Objective: Copy out the records below, swapping "it would be much appreciated" for "that would help a great deal" wherever it occurs and keeping every other character the same.

Records from a data collection:
>> begin
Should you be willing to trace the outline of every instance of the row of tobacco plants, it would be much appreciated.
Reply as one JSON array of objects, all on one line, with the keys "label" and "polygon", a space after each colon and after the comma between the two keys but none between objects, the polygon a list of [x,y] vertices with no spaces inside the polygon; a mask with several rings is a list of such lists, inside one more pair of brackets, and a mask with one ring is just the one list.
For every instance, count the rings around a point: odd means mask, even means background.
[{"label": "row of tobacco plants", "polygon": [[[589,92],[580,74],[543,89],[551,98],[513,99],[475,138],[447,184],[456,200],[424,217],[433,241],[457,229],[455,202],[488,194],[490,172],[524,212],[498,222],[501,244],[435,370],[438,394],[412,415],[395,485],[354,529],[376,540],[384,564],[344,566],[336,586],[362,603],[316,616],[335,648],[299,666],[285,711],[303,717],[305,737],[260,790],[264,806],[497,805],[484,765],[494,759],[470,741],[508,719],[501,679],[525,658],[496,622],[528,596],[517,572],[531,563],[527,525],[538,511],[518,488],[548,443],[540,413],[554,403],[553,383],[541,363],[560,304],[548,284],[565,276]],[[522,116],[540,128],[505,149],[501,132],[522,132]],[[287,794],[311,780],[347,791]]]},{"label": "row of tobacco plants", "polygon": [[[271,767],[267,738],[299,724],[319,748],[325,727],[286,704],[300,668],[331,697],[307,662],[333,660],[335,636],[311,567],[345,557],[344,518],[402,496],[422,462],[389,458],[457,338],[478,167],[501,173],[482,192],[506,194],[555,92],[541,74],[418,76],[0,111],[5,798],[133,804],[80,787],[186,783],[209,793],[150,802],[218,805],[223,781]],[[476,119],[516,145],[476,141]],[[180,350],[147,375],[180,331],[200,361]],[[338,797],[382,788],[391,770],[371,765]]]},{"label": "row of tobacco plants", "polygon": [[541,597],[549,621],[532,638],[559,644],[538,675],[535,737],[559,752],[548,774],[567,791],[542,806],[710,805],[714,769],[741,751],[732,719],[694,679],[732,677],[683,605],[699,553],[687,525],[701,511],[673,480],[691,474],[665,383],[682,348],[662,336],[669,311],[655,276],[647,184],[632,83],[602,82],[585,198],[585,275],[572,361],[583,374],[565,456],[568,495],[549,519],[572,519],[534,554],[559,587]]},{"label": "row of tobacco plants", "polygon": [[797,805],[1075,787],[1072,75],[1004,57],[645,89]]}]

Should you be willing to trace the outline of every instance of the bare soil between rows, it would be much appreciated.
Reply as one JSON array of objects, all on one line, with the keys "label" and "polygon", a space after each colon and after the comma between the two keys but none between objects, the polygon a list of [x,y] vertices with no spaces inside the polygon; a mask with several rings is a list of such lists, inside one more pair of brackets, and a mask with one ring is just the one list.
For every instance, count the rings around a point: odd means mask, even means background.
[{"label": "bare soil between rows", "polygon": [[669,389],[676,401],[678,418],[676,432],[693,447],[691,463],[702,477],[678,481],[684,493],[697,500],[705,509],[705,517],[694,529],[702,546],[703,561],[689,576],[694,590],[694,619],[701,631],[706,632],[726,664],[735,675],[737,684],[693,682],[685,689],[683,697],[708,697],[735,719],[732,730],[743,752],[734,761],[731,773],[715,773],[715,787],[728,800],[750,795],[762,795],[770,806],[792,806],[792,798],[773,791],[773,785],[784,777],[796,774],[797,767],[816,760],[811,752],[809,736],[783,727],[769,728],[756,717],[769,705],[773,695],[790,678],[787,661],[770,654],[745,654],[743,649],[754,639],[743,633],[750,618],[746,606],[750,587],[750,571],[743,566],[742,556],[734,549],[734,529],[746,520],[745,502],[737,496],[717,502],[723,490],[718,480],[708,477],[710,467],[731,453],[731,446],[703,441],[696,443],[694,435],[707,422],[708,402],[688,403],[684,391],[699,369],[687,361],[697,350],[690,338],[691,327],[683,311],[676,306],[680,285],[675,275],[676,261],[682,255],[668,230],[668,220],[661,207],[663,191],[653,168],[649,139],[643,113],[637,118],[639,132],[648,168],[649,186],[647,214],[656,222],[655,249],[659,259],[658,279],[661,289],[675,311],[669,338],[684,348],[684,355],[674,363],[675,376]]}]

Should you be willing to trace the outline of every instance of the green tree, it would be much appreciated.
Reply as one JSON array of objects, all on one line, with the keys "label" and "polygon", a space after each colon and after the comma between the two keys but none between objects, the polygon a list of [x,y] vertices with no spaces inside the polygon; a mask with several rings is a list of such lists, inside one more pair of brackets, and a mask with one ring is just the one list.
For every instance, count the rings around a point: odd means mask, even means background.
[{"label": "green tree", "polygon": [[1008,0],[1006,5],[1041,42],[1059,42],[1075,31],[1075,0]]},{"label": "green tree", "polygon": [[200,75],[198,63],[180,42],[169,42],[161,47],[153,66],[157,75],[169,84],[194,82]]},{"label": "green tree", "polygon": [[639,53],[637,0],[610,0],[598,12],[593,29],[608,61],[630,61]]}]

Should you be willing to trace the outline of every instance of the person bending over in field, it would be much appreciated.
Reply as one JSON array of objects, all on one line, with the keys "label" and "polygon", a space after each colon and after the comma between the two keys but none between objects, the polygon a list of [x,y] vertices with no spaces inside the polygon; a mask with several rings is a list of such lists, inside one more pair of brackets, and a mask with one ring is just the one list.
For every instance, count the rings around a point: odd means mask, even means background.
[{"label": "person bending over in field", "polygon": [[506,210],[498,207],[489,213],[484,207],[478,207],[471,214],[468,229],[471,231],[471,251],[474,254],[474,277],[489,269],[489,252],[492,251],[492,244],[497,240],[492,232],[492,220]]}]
>> end
Finished task:
Should you be willing to trace the outline of every instance of the row of tobacco plants, that would help a great deal.
Reply as one JSON array of objects, all on one line, with the keys "label" and "polygon", a space after each colon and after the comma between the two keys but none between objects, the polygon a list of [x,y] vertices with no spaces inside the polygon; a mask with several rings is a list of such lists, inside one more pair of brackets, and a mask with one ring is just the one list.
For every instance, count the rings around a point: odd means mask, even means background.
[{"label": "row of tobacco plants", "polygon": [[[589,92],[580,74],[543,89],[551,98],[513,99],[475,138],[447,184],[456,200],[424,217],[433,241],[457,229],[455,202],[488,194],[490,172],[524,212],[498,222],[501,244],[435,370],[438,394],[412,415],[395,485],[354,529],[376,540],[384,564],[344,566],[336,586],[362,603],[316,616],[335,648],[299,666],[285,711],[303,717],[305,737],[260,790],[264,806],[497,805],[484,765],[494,759],[470,741],[508,719],[501,679],[525,658],[496,622],[528,596],[517,572],[531,563],[527,525],[538,511],[518,488],[548,443],[540,413],[554,403],[553,383],[541,363],[560,304],[548,284],[565,276]],[[522,116],[540,128],[505,149],[501,132],[522,132]],[[287,794],[311,780],[347,791]]]},{"label": "row of tobacco plants", "polygon": [[[271,767],[267,738],[299,724],[319,748],[325,727],[286,704],[300,668],[331,697],[307,662],[333,660],[335,636],[311,567],[345,557],[344,518],[402,496],[422,462],[389,458],[457,338],[478,167],[501,173],[482,192],[506,194],[555,92],[541,74],[418,76],[0,111],[5,798],[133,804],[80,787],[186,783],[209,793],[150,802],[218,805],[223,781]],[[476,119],[516,145],[476,141]],[[180,350],[147,375],[180,331],[200,361]],[[338,797],[382,788],[391,770],[371,765]]]},{"label": "row of tobacco plants", "polygon": [[541,597],[549,621],[532,638],[559,644],[538,675],[535,737],[559,752],[548,774],[567,791],[542,806],[710,805],[714,769],[741,751],[732,719],[694,679],[732,677],[683,605],[699,553],[687,525],[701,511],[673,480],[691,474],[665,383],[682,348],[662,336],[669,311],[655,276],[647,184],[632,83],[602,82],[585,198],[585,275],[572,361],[583,374],[565,456],[568,495],[549,519],[572,519],[534,554],[559,587]]},{"label": "row of tobacco plants", "polygon": [[797,805],[1075,787],[1072,75],[1004,57],[645,89]]}]

Should you be willing to trace the outline of every instance of the bare soil between rows, that would help a great deal.
Reply as one JSON array of objects, all on one line, with the keys "label" and "polygon", a space after each colon and after the comma between the two keys but none between objects, the polygon a list of [x,y] vertices with no spaces inside the polygon; a mask with several rings is a list of such lists, inside one more pair of brackets, and a mask with one ring is just the one list.
For every instance, count the rings around a point: odd means mask, even means background.
[{"label": "bare soil between rows", "polygon": [[669,389],[676,401],[678,418],[676,432],[693,447],[691,463],[702,477],[678,481],[684,493],[697,500],[705,509],[705,517],[694,529],[702,546],[703,561],[689,576],[694,590],[694,619],[701,631],[706,632],[726,664],[735,675],[737,684],[693,682],[685,689],[683,697],[708,697],[735,719],[732,730],[743,752],[734,761],[731,773],[715,773],[715,787],[728,800],[750,795],[762,795],[770,806],[792,806],[792,798],[773,791],[773,785],[784,777],[796,774],[797,767],[816,760],[811,752],[809,736],[783,727],[769,728],[756,717],[769,705],[773,695],[790,678],[787,661],[770,654],[745,654],[743,649],[754,639],[743,633],[750,618],[746,606],[750,587],[750,571],[743,566],[742,556],[734,549],[734,529],[746,520],[745,502],[737,496],[717,502],[723,490],[718,480],[708,477],[710,467],[731,453],[731,446],[703,441],[696,443],[694,435],[707,422],[708,402],[688,403],[684,391],[699,369],[687,361],[697,350],[690,338],[691,327],[683,311],[676,306],[680,285],[675,275],[676,261],[682,255],[668,230],[668,220],[661,207],[663,191],[653,168],[649,139],[643,113],[637,118],[639,132],[648,168],[649,186],[647,214],[656,222],[655,249],[659,259],[658,279],[661,289],[675,311],[669,338],[684,348],[684,355],[674,363],[675,376]]}]

Should you be willing to trace the outline of every instance of the green tree, that would help a great deal.
Reply as one JSON array of objects, all on one line, with the keys "label" and "polygon", a space after each colon and after the comma between the two keys but none between objects, the polygon a list of [x,y] vertices with no spaces inside the polygon; a mask with several rings is a list of such lists, inside one more pair of brackets, and a mask with one ring is just the one list.
For every instance, count the rings around a point: odd means mask, even means background.
[{"label": "green tree", "polygon": [[1008,0],[1006,5],[1041,42],[1059,42],[1075,31],[1075,0]]},{"label": "green tree", "polygon": [[200,75],[198,63],[180,42],[169,42],[161,47],[153,66],[157,75],[169,84],[194,82]]},{"label": "green tree", "polygon": [[639,53],[637,0],[610,0],[598,12],[593,29],[608,61],[630,61]]}]

Should you be willing to trace the outline of every instance of the person bending over in field, that would help a great deal.
Reply as one JSON array of objects, all on one line, with the keys "label" and "polygon", a space after each colon and after the comma between the two keys but none between objects, the polygon a list of [x,y] vertices with no spaces inside the polygon; a mask with several rings is a list of such lists, inside one more pair of brackets, and a mask with one ring is just the one list.
For every instance, count the rings around a point: odd means mask, even means background.
[{"label": "person bending over in field", "polygon": [[506,210],[498,207],[489,213],[484,207],[478,207],[471,214],[468,229],[471,231],[471,251],[474,254],[474,277],[489,269],[489,252],[492,251],[492,244],[497,240],[492,232],[492,220]]}]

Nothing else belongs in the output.